— GIVEN EXERCISE —
Please reproduce the variable timing system claims below in full, word for word.

— PAGE TEXT —
****************************************

6. A variable timing system according to claim wherein said belt
means comprises five chains.
7. A variable timing system according to wherein said multiple
pulley wheel means includes a double pulley means mounted at one
end of the crankshaft and in line with said pulley wheel means
mounted on the exhaust camshafts at one end of the engine, a single
pulley wheel means mounted at the other end of the crankshaft and a
triple pulley means coupled to the engine for rotation and in line
with said single pulley wheel means on the crankshaft.
8. A variable timing system in combination with an internal
combustion engine having an engine crankshaft or moveable member,
an exhaust camshaft mounted for rotation and extending from the
engine, said exhaust camshaft having at least one exhaust cam for
controlling the opening and closing of at least one exhaust valve,
and an intake camshaft mounted for rotation on the engine, said
intake camshaft having at least one intake cam for controlling the
opening and closing of at least one intake valve, said system
comprising:
pulley system means attached to one end of each of the crankshaft,
exhaust camshaft and intake camshaft, said pulley system means
comprising multiple pulley wheel means on at least one of the
crankshaft and exhaust camshaft;
belt means interconnecting said pulley system means;
at least two idler wheels in operative contact with said belt means
around said pulley system means on the intake camshaft;
lever means pivotally mounted for supporting said idler wheels,
said lever means having a caming surface;
positioning cam means in operative contact with said caming surface
for pivoting said lever means for rotating the intake camshaft
relative to the exhaust camshaft;
means sensing the angular position of the intake camshaft;
control means responsive to said means sensing the angular position
of the intake camshaft for positioning said positioning cam means;
and
wherein said pulley system means on the exhaust camshaft is located
at both ends of the exhaust camshaft and the pulley system means on
the intake camshaft is located at the opposite end of the engine as
the pulley system means on the crankshaft.

****************************************

Stored data entries

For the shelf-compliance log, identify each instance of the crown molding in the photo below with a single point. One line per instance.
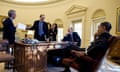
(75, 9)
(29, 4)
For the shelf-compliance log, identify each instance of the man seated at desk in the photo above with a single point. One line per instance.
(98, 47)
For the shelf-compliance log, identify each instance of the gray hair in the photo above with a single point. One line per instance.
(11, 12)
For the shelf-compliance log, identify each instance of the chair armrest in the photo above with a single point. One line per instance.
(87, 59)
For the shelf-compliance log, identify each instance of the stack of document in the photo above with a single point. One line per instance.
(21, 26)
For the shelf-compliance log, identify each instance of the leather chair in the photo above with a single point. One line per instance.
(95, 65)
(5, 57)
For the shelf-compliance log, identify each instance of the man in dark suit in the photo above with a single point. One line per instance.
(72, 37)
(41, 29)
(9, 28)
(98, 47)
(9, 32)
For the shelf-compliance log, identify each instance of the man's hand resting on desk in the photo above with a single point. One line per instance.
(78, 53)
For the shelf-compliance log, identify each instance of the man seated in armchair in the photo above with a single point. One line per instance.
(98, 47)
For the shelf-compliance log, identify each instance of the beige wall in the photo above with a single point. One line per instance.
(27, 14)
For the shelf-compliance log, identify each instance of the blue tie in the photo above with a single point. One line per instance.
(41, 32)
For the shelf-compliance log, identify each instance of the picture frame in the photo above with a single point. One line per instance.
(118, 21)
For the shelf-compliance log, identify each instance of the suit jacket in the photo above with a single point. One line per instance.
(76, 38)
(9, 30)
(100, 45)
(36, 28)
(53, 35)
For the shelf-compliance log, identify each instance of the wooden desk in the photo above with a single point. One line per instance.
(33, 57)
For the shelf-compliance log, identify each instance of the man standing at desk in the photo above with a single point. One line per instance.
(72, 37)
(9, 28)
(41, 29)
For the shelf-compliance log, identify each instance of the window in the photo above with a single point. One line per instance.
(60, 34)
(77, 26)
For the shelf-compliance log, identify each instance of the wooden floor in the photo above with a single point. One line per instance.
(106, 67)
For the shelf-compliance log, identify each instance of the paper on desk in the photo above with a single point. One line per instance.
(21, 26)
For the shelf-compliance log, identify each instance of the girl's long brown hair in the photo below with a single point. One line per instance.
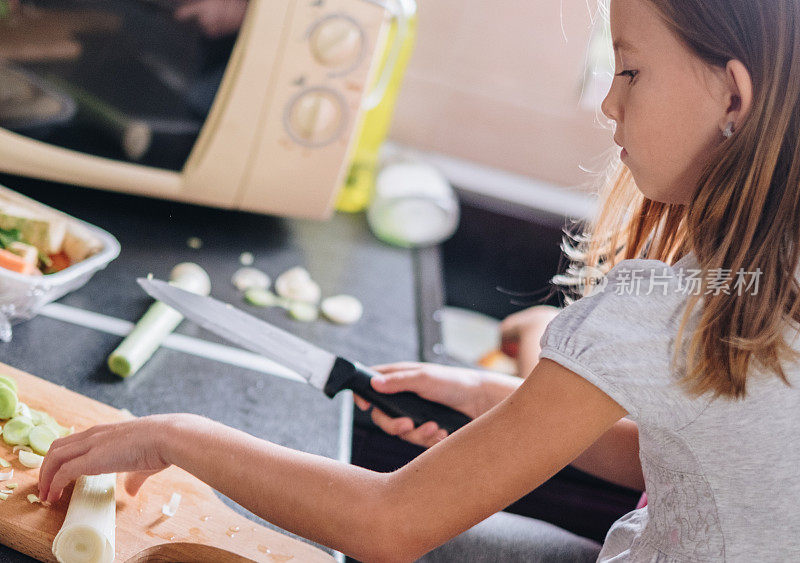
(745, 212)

****************************************

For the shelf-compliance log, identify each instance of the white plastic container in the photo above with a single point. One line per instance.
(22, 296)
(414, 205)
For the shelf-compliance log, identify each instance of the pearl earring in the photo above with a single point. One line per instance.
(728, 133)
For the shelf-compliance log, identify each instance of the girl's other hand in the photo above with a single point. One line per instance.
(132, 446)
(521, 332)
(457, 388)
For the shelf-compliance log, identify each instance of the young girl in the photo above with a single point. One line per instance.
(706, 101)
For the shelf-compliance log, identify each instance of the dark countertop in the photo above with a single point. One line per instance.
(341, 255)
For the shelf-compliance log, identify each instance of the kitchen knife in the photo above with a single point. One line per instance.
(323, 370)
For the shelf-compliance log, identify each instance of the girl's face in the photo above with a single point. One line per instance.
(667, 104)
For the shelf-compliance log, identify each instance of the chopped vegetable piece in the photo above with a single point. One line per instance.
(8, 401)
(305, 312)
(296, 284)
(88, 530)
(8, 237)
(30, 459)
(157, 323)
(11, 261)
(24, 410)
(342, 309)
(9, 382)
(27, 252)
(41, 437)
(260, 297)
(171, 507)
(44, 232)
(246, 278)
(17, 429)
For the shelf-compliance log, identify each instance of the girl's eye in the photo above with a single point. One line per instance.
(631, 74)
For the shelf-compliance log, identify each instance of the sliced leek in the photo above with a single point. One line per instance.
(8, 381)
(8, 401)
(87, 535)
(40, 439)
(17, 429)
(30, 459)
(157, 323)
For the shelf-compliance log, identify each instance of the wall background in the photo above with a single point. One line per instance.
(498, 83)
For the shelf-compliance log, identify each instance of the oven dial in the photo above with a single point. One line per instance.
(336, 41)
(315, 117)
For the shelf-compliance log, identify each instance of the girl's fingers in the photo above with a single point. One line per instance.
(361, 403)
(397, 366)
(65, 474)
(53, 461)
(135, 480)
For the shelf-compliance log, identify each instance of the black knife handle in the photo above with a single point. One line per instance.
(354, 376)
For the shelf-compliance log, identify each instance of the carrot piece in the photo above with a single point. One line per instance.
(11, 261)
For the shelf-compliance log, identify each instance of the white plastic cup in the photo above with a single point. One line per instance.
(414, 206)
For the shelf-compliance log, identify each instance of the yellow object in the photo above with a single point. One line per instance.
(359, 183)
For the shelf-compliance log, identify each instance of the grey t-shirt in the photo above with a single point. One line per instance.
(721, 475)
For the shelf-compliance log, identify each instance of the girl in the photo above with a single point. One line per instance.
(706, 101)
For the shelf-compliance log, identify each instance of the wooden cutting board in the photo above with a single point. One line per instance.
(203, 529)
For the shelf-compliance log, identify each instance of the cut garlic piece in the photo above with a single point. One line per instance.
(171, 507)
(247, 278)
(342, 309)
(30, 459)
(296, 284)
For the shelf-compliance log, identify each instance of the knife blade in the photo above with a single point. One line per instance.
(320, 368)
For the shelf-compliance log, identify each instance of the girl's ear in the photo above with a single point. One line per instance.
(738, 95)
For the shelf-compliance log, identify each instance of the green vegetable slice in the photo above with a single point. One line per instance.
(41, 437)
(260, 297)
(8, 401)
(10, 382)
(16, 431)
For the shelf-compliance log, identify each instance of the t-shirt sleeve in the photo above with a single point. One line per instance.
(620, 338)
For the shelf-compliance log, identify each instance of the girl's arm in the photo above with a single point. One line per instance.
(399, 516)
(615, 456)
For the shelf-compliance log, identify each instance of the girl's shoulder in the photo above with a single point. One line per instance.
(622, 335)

****************************************

— THE REPLY —
6. A variable timing system according to claim wherein said belt
means comprises five chains.
7. A variable timing system according to wherein said multiple
pulley wheel means includes a double pulley means mounted at one
end of the crankshaft and in line with said pulley wheel means
mounted on the exhaust camshafts at one end of the engine, a single
pulley wheel means mounted at the other end of the crankshaft and a
triple pulley means coupled to the engine for rotation and in line
with said single pulley wheel means on the crankshaft.
8. A variable timing system in combination with an internal
combustion engine having an engine crankshaft or moveable member,
an exhaust camshaft mounted for rotation and extending from the
engine, said exhaust camshaft having at least one exhaust cam for
controlling the opening and closing of at least one exhaust valve,
and an intake camshaft mounted for rotation on the engine, said
intake camshaft having at least one intake cam for controlling the
opening and closing of at least one intake valve, said system
comprising:
pulley system means attached to one end of each of the crankshaft,
exhaust camshaft and intake camshaft, said pulley system means
comprising multiple pulley wheel means on at least one of the
crankshaft and exhaust camshaft;
belt means interconnecting said pulley system means;
at least two idler wheels in operative contact with said belt means
around said pulley system means on the intake camshaft;
lever means pivotally mounted for supporting said idler wheels,
said lever means having a caming surface;
positioning cam means in operative contact with said caming surface
for pivoting said lever means for rotating the intake camshaft
relative to the exhaust camshaft;
means sensing the angular position of the intake camshaft;
control means responsive to said means sensing the angular position
of the intake camshaft for positioning said positioning cam means;
and
wherein said pulley system means on the exhaust camshaft is located
at both ends of the exhaust camshaft and the pulley system means on
the intake camshaft is located at the opposite end of the engine as
the pulley system means on the crankshaft.